Written exercise: Reproduce every line of the records below without changing a single character.

Entries shown:
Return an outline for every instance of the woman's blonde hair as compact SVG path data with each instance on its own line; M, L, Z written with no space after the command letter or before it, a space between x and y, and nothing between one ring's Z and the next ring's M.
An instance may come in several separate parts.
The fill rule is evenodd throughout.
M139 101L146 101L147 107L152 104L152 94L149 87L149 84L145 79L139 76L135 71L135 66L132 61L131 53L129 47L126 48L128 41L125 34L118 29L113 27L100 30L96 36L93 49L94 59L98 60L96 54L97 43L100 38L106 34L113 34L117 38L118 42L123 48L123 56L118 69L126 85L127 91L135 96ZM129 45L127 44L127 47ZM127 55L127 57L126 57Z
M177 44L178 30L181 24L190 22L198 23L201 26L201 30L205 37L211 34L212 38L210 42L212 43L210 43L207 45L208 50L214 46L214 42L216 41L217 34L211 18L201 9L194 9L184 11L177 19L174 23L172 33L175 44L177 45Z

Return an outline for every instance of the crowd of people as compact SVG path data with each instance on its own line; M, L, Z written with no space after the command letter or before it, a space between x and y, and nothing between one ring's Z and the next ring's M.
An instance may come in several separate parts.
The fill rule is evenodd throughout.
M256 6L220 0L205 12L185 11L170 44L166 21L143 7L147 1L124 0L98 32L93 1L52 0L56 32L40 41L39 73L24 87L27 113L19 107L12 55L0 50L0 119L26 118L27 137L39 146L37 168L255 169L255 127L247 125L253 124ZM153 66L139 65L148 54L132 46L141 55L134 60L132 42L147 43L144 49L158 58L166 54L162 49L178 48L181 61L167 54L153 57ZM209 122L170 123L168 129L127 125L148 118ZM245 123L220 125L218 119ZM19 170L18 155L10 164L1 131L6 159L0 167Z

Reply to the exercise:
Return an outline for every instance of the woman's blonde hair as compact SVG path data with each instance on its own line; M, L, Z written with no space after the command letter or before it, a space between x and y, and nothing between one ring's Z and the next ring's M.
An instance may come in several separate parts.
The fill rule is evenodd throughout.
M139 101L146 101L147 107L152 104L152 94L149 87L149 84L145 79L139 76L135 71L135 66L132 61L131 53L129 47L126 48L128 41L125 34L118 29L113 27L100 30L96 36L93 49L94 59L98 60L96 54L97 43L100 38L106 34L113 34L117 38L118 42L123 48L123 56L118 69L126 85L127 91L135 96ZM129 45L127 44L127 47ZM127 55L127 57L126 57Z
M177 44L178 30L181 24L190 22L198 23L201 26L201 30L205 37L211 34L212 38L210 42L212 43L210 43L207 45L208 50L214 46L214 42L216 41L217 34L211 18L201 9L194 9L184 11L177 19L174 23L172 33L175 44L177 45Z

Return an outline for every instance of the crowd of people as compact SVG path data with each instance on its own line; M, L, Z written with no space after the command letter or before it, a space between x and y, and nothing between one ring's Z and the next ring's M.
An instance may come in several separate parts.
The fill rule is evenodd throughout.
M256 6L220 0L205 12L185 11L170 44L166 21L143 7L147 1L124 0L98 32L93 1L52 0L56 32L40 41L39 73L24 87L27 113L19 107L12 55L0 50L0 119L26 118L27 137L39 146L37 168L255 169L255 127L247 125L253 124ZM153 66L139 65L148 54L132 46L141 55L134 60L132 42L147 43L144 49L158 58L166 54L162 49L178 48L181 61L167 54L153 57ZM209 122L170 123L168 129L127 125L148 118ZM245 123L220 125L218 119ZM19 170L18 155L10 164L1 131L6 159L0 167Z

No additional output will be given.